Does the bot often miss articles? It seemed to miss Elvish languages. I assessed it here at 21:32 on 21 January 2007. The bot updated the list Wikipedia:Version 1.0 Editorial Team/Tolkien articles by quality/1 with this edit at 22:20 on 22 January 2007, but the article is still listed as unassessed? Anything to worry about? Carcharoth 23:21, 22 January 2007 (UTC)
- There are two templates on that page, so it appears in both categories. The bot went with the unassessed as that is where it would likely get more attention. Cbrown1023 01:12, 23 January 2007 (UTC)
- ROTFL! I've come across that before. So easy to miss that. At least I'll know next time! Any way to scan for duplicate templates? Carcharoth 02:42, 23 January 2007 (UTC)
Bot down for today
... due to scheduled computer network downtime at my work. The bot should run tomorrow as usual. Oleg Alexandrov (talk) 05:04, 24 January 2007 (UTC)
Quarter million articles assessed!
I see that we have finally made it to 250,000 articles assessed! Not bad for about 8 months work. Hats off to all of those hard working people across 300+ projects, as well as to Oleg for his patience and dedication! We should celebrate and publicise this achievement. Walkerma 07:20, 28 January 2007 (UTC)
Caribbean unassessed articles category
The statistics page for the Caribbean WikiProject links "Unassessed" to the empty Category:Unassessed-Class Caribbean articles, but it should link to Category:Unassessed Caribbean articles, which is where the unassessed articles actually are. I've tried changing the link by hand, but mathbot changed it back with the next update. Anyone know how to fix this? Jwillbur 21:33, 3 February 2007 (UTC)
- Those two categories were duplicating each other. In that case, the bot links to whichever it finds first. I deleted one of them and now the bot links to the other one. Oleg Alexandrov (talk) 18:19, 4 February 2007 (UTC)
Bot rename
I created a new bot account, WP 1.0 bot which I am considering using instead of Mathbot to update the WP 1.0 pages. That because updating these pages takes so many edits that Mathbot's supposedly mathematical edits can barely be seen in its contributions.
Nothing should change but the bot name. Oleg Alexandrov (talk) 22:28, 4 February 2007 (UTC)
- We'll probably need to update all the places where Mathbot is explicitly named as updating the statistics; but that shouldn't be a problem.

- - - - - - -

- **REQUIRED TASK A**: Rewrite the stretch of the bot assessment discussion from "- There are" through "24 January 2007 (UTC)", replacing "templates" with "banners".
- **REQUIRED TASK B**: Carry on the discussion about the assessment bot from the point where it stops.

- **INFORMATION SHOWN**:
- - - - - - -

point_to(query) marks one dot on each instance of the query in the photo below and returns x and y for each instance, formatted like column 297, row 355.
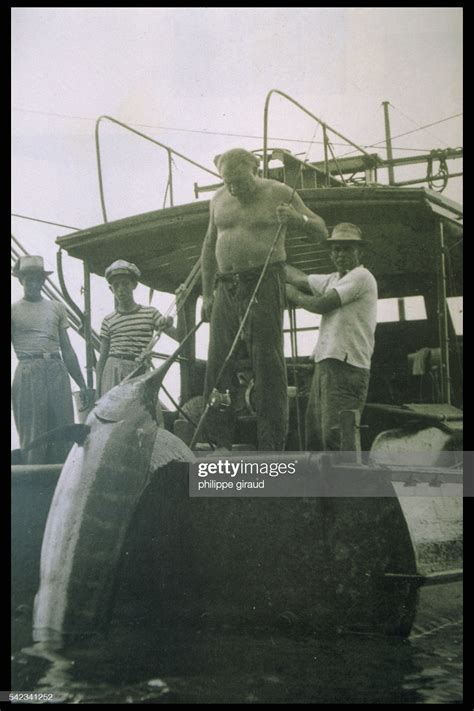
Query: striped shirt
column 130, row 333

- - - - - - -

- **WRITTEN RESPONSE A**:
- There are two banners on that page, so it appears in both categories. The bot went with the unassessed as that is where it would likely get more attention. Cbrown1023 01:12, 23 January 2007 (UTC)
- ROTFL! I've come across that before. So easy to miss that. At least I'll know next time! Any way to scan for duplicate banners? Carcharoth 02:42, 23 January 2007 (UTC)
Bot down for today
... due to scheduled computer network downtime at my work. The bot should run tomorrow as usual. Oleg Alexandrov (talk) 05:04, 24 January 2007 (UTC)

- **WRITTEN RESPONSE B**:
- Please don't forget to clear the new bot account with the approval board before moving operations to it, incidentally. ;-) Kirill Lokshin 22:33, 4 February 2007 (UTC)
- I am now asking for approval at Wikipedia:Bots/Requests for approval/WP 1.0 bot. I could not find any places where mathbot is mentioned by name, but perhaps I did not know where to look. Oleg Alexandrov (talk) 22:41, 4 February 2007 (UTC)
- OK, mathbot was mentioned at Wikipedia:Release Version and I fixed that. Oleg Alexandrov (talk) 22:51, 4 February 2007 (UTC)
- I am now asking for approval at Wikipedia:Bots/Requests for approval/WP 1.0 bot. I could not find any places where mathbot is mentioned by name, but perhaps I did not know where to look. Oleg Alexandrov (talk) 22:41, 4 February 2007 (UTC)
Comments are welcome at Wikipedia:Bots/Requests for approval/WP 1.0 bot on the frequency of bot runs. Oleg Alexandrov (talk) 00:22, 5 February 2007 (UTC)
new WP 1.0 bot performance
seems a tad slower if that is possible. Quite a bit of slippage from the first days updates! :: Kevinalewis : (Talk Page)/(Desk) 13:49, 6 February 2007 (UTC)
- Per the discussion at Wikipedia:Bots/Requests for approval/WP 1.0 bot I had the bot edit a page every 10 seconds only, instead of every 5 seconds.
- In a sense, that it takes longer and longer to update pages makes sense, we are talking a number of articles which is good fraction of a million. My proposal would be to run the bot every other day only. People who are impatient can occasionally run the cgi script which does things on demand, although it seems that it dies out half-way for very large projects. Oleg Alexandrov (talk) 02:18, 7 February 2007 (UTC)
- Well, I still don't completely understand why the read requests have to hold off for two seconds, as these barely registered on the radar for the 18K hits/sec Wikipedia has been getting. Perhaps cutting the delay to 1 sec (or perhaps even 0.5 sec) would be all right? (I still don't like the added constraint for write time, though, but that's a different issue altogether.) Titoxd(?!?) 02:24, 7 February 2007 (UTC)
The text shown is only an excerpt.